§ WRITTEN EXERCISE
Quote the records word for word from their start through the line containing "x=572, y=574", including that line. Leave out the pictures.
>> START MATERIAL TO PROCESS
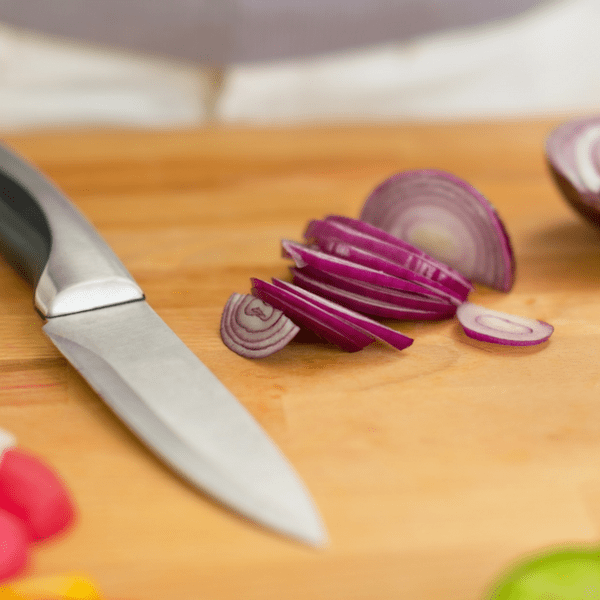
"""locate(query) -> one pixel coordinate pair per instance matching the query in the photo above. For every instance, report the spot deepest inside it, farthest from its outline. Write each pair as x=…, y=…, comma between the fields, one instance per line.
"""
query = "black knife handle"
x=54, y=247
x=24, y=232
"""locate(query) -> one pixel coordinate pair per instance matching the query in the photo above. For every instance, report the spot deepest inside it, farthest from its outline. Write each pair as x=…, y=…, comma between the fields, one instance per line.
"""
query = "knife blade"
x=98, y=318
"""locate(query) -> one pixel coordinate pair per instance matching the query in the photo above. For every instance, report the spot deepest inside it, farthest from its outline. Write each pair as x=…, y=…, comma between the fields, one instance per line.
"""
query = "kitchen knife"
x=97, y=317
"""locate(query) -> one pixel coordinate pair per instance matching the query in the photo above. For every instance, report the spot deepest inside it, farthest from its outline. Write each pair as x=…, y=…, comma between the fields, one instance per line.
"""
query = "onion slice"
x=573, y=154
x=335, y=231
x=366, y=304
x=253, y=328
x=303, y=256
x=377, y=292
x=312, y=317
x=497, y=327
x=361, y=322
x=449, y=220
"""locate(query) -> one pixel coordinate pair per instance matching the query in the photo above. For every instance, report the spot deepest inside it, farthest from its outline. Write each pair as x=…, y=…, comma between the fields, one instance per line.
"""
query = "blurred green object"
x=572, y=574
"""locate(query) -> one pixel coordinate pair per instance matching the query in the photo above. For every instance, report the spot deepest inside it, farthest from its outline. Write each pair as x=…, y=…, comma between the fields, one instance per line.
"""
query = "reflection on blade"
x=156, y=385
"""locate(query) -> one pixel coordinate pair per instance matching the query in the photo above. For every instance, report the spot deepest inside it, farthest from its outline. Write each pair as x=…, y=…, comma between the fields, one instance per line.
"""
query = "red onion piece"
x=449, y=220
x=303, y=256
x=497, y=327
x=365, y=304
x=377, y=292
x=361, y=322
x=371, y=239
x=253, y=328
x=573, y=154
x=313, y=317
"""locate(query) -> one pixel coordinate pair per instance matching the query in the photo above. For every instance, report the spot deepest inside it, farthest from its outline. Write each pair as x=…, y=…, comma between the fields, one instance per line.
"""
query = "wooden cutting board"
x=434, y=468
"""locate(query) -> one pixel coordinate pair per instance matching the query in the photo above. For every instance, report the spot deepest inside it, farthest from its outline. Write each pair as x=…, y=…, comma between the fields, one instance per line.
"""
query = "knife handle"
x=54, y=247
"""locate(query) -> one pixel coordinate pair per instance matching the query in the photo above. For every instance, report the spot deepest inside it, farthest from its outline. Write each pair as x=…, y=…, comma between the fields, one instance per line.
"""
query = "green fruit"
x=563, y=575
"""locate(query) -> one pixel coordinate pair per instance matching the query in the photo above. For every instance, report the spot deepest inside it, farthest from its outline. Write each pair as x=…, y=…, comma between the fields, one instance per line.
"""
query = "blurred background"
x=168, y=63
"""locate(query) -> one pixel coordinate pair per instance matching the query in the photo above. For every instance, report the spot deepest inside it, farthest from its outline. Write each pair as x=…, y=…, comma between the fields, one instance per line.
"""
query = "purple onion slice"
x=304, y=256
x=312, y=317
x=361, y=322
x=377, y=292
x=254, y=329
x=497, y=327
x=449, y=220
x=573, y=154
x=371, y=239
x=367, y=305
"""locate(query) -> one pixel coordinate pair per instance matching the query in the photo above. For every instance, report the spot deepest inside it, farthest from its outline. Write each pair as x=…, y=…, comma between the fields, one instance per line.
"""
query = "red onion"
x=376, y=292
x=356, y=326
x=365, y=303
x=305, y=256
x=253, y=328
x=364, y=236
x=488, y=325
x=573, y=153
x=307, y=314
x=448, y=219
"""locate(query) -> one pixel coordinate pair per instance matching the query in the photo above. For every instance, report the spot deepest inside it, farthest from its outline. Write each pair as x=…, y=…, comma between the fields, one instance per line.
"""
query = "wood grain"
x=434, y=468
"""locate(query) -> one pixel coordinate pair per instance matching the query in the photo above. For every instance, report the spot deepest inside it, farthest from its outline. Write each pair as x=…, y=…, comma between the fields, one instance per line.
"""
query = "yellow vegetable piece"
x=55, y=587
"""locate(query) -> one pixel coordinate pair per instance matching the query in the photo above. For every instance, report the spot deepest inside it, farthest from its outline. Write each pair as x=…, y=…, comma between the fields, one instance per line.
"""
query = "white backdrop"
x=546, y=62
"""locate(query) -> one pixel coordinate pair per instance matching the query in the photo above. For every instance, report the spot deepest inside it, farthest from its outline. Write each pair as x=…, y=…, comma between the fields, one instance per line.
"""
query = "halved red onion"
x=365, y=305
x=371, y=239
x=253, y=328
x=497, y=327
x=312, y=317
x=449, y=220
x=303, y=256
x=361, y=322
x=573, y=154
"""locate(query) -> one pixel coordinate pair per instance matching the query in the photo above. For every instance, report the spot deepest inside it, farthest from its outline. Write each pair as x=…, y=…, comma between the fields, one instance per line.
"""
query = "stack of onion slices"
x=348, y=273
x=573, y=154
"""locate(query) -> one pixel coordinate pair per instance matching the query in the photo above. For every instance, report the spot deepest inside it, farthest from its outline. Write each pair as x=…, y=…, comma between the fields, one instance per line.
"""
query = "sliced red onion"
x=368, y=326
x=366, y=305
x=303, y=256
x=377, y=292
x=449, y=220
x=309, y=315
x=371, y=239
x=497, y=327
x=253, y=328
x=573, y=154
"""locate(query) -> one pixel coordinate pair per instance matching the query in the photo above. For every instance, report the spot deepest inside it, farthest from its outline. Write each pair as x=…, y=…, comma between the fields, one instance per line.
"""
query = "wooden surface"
x=434, y=468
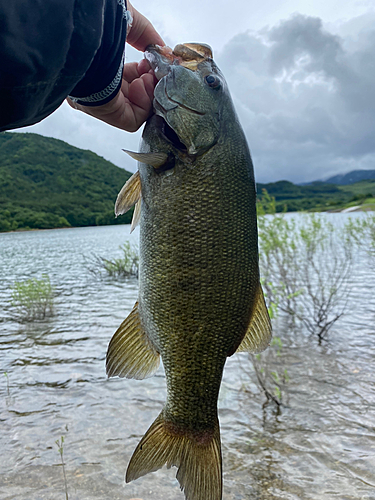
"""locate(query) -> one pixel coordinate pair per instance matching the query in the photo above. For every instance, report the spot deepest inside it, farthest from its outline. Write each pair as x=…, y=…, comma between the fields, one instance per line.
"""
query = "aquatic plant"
x=8, y=386
x=33, y=298
x=271, y=380
x=306, y=265
x=60, y=447
x=362, y=230
x=122, y=267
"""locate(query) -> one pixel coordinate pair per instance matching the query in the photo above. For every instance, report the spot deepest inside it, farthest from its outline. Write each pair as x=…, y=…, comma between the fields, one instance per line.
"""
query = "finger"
x=143, y=67
x=130, y=72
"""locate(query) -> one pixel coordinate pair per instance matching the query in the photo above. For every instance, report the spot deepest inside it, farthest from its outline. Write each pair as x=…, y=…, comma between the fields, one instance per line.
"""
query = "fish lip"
x=160, y=63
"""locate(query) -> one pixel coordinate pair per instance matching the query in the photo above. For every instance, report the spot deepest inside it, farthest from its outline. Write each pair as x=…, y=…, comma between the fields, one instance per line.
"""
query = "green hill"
x=319, y=196
x=46, y=183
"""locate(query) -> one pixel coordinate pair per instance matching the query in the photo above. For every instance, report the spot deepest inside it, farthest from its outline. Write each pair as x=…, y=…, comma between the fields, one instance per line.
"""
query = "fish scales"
x=200, y=297
x=196, y=277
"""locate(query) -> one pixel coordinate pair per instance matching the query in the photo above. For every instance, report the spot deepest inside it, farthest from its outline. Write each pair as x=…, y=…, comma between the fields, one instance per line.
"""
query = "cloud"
x=303, y=89
x=305, y=97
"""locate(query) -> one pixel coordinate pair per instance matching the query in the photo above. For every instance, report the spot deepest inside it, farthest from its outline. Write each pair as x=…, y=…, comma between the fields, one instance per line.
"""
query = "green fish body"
x=200, y=298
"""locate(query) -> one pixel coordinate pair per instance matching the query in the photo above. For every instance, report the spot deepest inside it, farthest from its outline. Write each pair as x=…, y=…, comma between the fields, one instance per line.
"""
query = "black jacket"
x=50, y=49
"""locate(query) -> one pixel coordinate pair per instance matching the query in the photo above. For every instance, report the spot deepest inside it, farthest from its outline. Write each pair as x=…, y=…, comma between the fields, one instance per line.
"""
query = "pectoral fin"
x=259, y=333
x=130, y=353
x=156, y=159
x=136, y=215
x=129, y=194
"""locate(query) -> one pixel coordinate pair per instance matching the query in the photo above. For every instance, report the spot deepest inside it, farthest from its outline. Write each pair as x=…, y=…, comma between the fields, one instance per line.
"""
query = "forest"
x=46, y=183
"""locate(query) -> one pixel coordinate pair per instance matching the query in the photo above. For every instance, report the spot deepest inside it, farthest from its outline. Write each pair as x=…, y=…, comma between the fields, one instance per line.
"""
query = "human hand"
x=132, y=105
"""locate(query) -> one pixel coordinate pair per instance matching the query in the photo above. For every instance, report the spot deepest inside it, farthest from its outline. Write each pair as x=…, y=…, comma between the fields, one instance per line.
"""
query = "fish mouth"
x=189, y=55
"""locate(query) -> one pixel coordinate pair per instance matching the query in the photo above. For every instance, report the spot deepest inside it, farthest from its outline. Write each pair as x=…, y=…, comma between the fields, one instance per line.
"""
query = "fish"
x=200, y=298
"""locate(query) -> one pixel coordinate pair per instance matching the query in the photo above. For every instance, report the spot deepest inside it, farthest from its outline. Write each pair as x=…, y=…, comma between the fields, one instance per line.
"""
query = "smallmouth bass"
x=200, y=298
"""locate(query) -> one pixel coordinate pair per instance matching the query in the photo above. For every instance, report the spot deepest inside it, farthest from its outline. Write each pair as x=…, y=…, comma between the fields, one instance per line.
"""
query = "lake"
x=319, y=446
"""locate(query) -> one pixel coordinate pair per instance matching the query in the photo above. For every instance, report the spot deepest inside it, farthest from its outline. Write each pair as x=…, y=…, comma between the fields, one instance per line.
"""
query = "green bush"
x=305, y=269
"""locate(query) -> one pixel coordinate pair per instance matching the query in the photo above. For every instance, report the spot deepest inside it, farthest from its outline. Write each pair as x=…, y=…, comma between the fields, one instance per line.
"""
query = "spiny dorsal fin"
x=155, y=159
x=259, y=333
x=130, y=353
x=198, y=461
x=136, y=215
x=129, y=194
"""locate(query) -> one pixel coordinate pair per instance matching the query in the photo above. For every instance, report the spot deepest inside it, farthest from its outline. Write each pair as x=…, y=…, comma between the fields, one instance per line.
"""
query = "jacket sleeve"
x=55, y=49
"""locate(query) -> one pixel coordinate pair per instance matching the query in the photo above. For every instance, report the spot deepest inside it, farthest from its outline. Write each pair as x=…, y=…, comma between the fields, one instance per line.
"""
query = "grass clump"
x=60, y=447
x=123, y=267
x=33, y=298
x=306, y=266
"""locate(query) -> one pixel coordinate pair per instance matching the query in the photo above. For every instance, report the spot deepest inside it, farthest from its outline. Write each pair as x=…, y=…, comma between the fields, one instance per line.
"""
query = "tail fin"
x=198, y=458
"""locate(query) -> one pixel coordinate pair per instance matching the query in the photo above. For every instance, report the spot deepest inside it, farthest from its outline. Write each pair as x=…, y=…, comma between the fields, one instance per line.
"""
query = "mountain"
x=348, y=178
x=46, y=183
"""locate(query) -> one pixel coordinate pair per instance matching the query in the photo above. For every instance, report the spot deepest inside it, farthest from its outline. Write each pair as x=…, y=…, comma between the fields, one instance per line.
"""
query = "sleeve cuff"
x=86, y=93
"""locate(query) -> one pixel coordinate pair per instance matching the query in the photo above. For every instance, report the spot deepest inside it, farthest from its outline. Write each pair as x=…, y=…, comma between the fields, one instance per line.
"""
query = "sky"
x=301, y=75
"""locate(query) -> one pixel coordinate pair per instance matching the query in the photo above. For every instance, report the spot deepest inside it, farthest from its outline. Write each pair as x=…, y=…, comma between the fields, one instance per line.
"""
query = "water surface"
x=321, y=445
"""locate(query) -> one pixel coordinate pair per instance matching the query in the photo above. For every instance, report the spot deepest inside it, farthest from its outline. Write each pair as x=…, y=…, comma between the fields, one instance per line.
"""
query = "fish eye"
x=213, y=81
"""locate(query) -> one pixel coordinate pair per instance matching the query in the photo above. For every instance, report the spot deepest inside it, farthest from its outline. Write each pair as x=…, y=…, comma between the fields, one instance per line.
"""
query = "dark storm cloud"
x=306, y=98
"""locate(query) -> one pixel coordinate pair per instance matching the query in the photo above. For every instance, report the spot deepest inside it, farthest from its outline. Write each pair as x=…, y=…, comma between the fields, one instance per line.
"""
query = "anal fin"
x=130, y=353
x=259, y=332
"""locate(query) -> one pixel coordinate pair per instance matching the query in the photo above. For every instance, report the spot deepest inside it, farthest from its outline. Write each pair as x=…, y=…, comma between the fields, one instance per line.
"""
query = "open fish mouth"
x=162, y=61
x=188, y=55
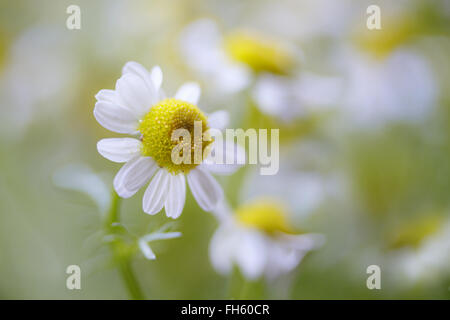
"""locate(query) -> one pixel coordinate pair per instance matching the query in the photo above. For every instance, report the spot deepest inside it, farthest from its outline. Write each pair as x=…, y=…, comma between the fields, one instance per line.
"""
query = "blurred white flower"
x=228, y=62
x=81, y=178
x=38, y=79
x=288, y=98
x=398, y=87
x=258, y=239
x=143, y=242
x=139, y=106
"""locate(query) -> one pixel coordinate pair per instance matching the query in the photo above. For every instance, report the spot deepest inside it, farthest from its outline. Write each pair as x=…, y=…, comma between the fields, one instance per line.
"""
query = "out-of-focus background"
x=364, y=120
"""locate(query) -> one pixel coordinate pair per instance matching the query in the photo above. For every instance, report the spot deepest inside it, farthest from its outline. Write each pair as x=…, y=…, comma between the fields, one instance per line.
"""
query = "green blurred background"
x=379, y=194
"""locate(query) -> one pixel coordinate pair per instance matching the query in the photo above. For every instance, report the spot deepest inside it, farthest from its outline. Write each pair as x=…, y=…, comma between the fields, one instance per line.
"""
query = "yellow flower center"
x=157, y=128
x=259, y=53
x=394, y=32
x=266, y=215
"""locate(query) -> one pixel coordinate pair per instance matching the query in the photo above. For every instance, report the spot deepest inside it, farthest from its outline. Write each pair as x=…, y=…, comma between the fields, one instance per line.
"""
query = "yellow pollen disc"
x=380, y=43
x=259, y=53
x=266, y=215
x=157, y=127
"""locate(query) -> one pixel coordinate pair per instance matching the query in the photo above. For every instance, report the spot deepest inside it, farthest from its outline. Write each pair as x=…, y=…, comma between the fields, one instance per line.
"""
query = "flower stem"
x=120, y=252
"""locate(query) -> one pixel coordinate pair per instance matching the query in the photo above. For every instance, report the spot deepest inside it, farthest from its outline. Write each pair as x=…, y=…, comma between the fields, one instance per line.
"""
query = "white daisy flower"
x=259, y=240
x=288, y=98
x=138, y=106
x=229, y=61
x=398, y=87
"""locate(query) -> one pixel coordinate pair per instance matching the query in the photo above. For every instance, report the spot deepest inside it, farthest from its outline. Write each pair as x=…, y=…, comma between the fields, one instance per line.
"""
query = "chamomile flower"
x=387, y=81
x=288, y=98
x=259, y=240
x=231, y=60
x=139, y=107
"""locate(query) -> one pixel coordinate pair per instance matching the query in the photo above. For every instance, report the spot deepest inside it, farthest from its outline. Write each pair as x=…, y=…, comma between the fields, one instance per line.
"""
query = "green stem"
x=117, y=246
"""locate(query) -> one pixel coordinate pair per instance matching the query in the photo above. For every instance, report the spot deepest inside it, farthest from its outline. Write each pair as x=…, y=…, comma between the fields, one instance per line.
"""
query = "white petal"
x=106, y=95
x=152, y=79
x=222, y=248
x=189, y=92
x=115, y=118
x=134, y=94
x=205, y=188
x=146, y=250
x=157, y=77
x=176, y=195
x=137, y=69
x=133, y=175
x=119, y=149
x=251, y=255
x=156, y=193
x=219, y=119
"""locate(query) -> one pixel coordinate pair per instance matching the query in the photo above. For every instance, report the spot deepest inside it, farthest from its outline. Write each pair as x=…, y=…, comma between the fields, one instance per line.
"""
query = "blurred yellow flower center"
x=415, y=232
x=394, y=32
x=157, y=127
x=259, y=53
x=266, y=215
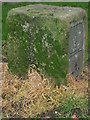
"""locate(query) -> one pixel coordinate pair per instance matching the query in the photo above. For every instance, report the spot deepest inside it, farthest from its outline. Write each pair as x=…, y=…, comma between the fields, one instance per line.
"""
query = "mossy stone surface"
x=38, y=34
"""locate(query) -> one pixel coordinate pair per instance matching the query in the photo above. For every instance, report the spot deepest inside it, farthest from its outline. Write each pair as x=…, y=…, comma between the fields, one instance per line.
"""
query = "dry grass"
x=32, y=96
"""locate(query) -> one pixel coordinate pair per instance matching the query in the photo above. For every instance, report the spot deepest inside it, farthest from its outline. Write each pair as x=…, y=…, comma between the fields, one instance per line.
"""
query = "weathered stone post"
x=52, y=38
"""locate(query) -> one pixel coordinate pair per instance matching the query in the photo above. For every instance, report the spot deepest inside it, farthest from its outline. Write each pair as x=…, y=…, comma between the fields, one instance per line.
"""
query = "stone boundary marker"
x=50, y=38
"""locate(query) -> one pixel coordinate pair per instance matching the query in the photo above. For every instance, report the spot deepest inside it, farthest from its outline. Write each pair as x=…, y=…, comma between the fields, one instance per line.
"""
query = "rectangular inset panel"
x=76, y=37
x=76, y=63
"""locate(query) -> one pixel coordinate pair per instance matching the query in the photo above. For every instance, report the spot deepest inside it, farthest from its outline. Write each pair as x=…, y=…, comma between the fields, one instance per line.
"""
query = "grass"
x=28, y=100
x=34, y=97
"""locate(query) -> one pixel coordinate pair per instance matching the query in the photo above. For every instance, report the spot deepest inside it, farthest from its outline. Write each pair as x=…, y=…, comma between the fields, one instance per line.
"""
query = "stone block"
x=49, y=37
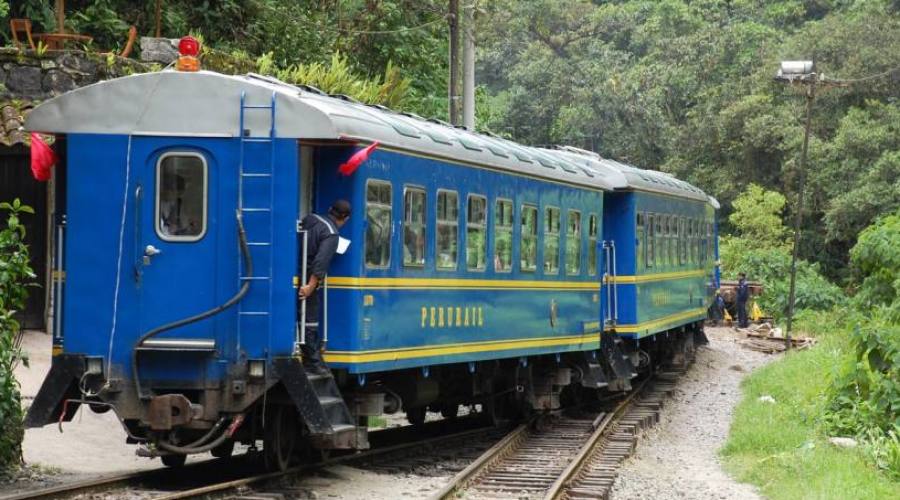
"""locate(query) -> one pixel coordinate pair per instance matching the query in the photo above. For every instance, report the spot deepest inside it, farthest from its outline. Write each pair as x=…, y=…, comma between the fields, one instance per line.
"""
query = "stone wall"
x=29, y=76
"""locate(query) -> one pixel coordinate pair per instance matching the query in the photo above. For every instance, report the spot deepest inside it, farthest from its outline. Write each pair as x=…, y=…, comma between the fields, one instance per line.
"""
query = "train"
x=480, y=272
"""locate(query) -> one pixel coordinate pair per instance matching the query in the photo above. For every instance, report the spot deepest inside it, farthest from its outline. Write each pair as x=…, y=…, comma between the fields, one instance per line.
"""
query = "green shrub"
x=772, y=267
x=15, y=274
x=876, y=259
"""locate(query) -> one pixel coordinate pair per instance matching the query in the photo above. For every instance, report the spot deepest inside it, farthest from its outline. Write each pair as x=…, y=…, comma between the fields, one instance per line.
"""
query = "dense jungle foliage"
x=677, y=85
x=15, y=274
x=684, y=86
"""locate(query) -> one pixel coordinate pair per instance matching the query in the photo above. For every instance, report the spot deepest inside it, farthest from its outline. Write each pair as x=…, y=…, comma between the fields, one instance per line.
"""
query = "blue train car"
x=480, y=271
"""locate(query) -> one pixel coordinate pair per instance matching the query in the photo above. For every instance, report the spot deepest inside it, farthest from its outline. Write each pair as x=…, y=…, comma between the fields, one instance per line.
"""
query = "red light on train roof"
x=189, y=46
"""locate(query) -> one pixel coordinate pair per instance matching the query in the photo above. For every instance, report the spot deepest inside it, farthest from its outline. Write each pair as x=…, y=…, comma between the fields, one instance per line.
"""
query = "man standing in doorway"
x=743, y=295
x=322, y=243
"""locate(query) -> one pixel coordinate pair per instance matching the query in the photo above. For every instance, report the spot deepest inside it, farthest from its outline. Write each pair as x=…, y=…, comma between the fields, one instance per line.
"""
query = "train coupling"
x=171, y=410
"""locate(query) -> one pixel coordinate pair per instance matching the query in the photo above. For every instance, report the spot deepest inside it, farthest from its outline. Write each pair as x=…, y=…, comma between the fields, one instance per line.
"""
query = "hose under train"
x=245, y=287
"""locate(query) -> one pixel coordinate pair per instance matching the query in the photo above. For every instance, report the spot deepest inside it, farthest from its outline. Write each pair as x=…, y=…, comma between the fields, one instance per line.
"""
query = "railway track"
x=239, y=475
x=570, y=457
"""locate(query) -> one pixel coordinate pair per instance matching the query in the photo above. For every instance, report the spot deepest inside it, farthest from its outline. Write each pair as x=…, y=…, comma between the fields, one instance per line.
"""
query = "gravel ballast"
x=678, y=458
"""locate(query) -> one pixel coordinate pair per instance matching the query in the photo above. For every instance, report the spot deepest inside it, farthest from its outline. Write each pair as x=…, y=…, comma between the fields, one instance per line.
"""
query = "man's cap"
x=341, y=208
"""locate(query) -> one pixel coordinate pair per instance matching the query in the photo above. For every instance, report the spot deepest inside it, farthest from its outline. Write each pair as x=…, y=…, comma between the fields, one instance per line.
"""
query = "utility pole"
x=469, y=66
x=798, y=218
x=453, y=85
x=802, y=73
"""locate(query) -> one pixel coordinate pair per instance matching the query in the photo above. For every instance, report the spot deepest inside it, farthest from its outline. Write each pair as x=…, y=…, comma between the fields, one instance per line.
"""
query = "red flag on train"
x=42, y=158
x=350, y=166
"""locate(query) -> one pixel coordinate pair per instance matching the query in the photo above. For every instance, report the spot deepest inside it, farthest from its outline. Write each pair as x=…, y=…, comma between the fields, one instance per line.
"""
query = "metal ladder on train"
x=330, y=421
x=260, y=242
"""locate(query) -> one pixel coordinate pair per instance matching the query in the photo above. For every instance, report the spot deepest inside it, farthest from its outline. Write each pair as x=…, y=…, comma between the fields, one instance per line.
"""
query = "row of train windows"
x=447, y=221
x=667, y=241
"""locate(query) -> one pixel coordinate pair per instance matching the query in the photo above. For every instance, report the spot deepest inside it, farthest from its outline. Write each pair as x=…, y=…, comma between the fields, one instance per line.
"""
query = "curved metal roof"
x=205, y=103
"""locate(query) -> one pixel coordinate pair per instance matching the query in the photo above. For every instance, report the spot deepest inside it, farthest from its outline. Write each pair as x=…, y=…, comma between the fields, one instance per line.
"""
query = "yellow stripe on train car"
x=658, y=322
x=591, y=341
x=455, y=283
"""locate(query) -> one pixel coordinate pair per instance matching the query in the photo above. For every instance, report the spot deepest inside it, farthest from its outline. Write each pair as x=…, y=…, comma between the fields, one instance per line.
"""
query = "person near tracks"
x=743, y=295
x=322, y=244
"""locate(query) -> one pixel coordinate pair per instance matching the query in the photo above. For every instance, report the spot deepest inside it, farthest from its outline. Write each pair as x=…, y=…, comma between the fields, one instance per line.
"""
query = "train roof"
x=636, y=178
x=207, y=104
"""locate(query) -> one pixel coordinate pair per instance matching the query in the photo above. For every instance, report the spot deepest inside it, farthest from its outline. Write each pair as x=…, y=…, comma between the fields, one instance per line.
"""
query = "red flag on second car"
x=350, y=166
x=42, y=158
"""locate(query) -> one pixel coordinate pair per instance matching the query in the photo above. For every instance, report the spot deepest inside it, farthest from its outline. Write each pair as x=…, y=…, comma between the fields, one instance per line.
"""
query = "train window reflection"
x=414, y=227
x=448, y=234
x=573, y=243
x=378, y=223
x=503, y=222
x=476, y=245
x=551, y=240
x=593, y=231
x=639, y=241
x=528, y=246
x=181, y=192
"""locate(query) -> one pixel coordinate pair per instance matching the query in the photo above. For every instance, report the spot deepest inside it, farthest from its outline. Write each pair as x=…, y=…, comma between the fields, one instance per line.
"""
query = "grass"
x=780, y=448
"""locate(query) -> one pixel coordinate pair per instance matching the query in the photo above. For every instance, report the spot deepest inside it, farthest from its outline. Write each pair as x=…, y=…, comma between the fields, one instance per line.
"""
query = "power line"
x=381, y=32
x=867, y=78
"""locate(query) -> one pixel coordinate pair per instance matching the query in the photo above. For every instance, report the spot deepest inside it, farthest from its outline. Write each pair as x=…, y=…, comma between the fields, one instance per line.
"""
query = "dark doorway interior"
x=16, y=182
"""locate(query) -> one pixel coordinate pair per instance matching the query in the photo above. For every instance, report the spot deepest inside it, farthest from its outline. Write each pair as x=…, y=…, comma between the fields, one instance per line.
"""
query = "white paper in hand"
x=343, y=245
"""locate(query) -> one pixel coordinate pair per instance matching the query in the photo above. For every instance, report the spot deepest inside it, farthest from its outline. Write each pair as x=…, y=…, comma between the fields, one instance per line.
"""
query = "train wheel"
x=174, y=461
x=416, y=416
x=450, y=411
x=280, y=438
x=224, y=450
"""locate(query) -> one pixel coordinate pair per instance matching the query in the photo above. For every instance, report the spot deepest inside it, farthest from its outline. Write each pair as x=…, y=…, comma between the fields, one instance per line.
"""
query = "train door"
x=176, y=243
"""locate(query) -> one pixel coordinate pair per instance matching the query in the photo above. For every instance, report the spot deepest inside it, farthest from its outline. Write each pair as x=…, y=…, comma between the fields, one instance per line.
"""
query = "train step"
x=322, y=407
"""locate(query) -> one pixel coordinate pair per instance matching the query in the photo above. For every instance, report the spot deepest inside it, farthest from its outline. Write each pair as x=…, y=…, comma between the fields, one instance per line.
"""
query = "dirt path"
x=678, y=458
>> END MATERIAL TO PROCESS
§ COMPLETED EXERCISE
"""locate(query) -> one pixel coordinate pair per instance matching the query in the photo above. For every instance, report the spot deepest inside it, farthest from its outline. Write each pair as x=…, y=…, comma between the fields, one instance per line.
"""
query = "black knife handle"
x=54, y=247
x=24, y=232
"""locate(query) -> one pixel coordinate pair per instance matching the query in the photo above. For every instance, report the spot deepest inside it, farthest from its outline. Write each pair as x=…, y=…, comma between the fields, one instance per line.
"""
query = "knife blade"
x=98, y=318
"""locate(query) -> one pixel coordinate pair per instance matching the query in the photo above. For every instance, report the spot deepest inside it, farthest from its outline. Write each pair as x=…, y=…, comma between the fields, one instance per line.
"""
query = "kitchen knife"
x=97, y=317
"""locate(query) -> one pixel coordinate pair per instance matching the query in the photo above. For every instance, report the spot deepest inside it, farthest from its outline. Write each pair as x=…, y=…, comma between the fields, one instance per line.
"""
query = "onion slice"
x=573, y=154
x=335, y=231
x=366, y=304
x=253, y=328
x=303, y=256
x=377, y=292
x=312, y=317
x=497, y=327
x=361, y=322
x=449, y=220
"""locate(query) -> one pixel coordinate pair per instance matching the query in the photo above. For every instance, report the spot deepest inside it, farthest from its outline. Write each pair as x=…, y=…, comma between the fields, one instance per line.
"""
query = "blurred green object"
x=572, y=574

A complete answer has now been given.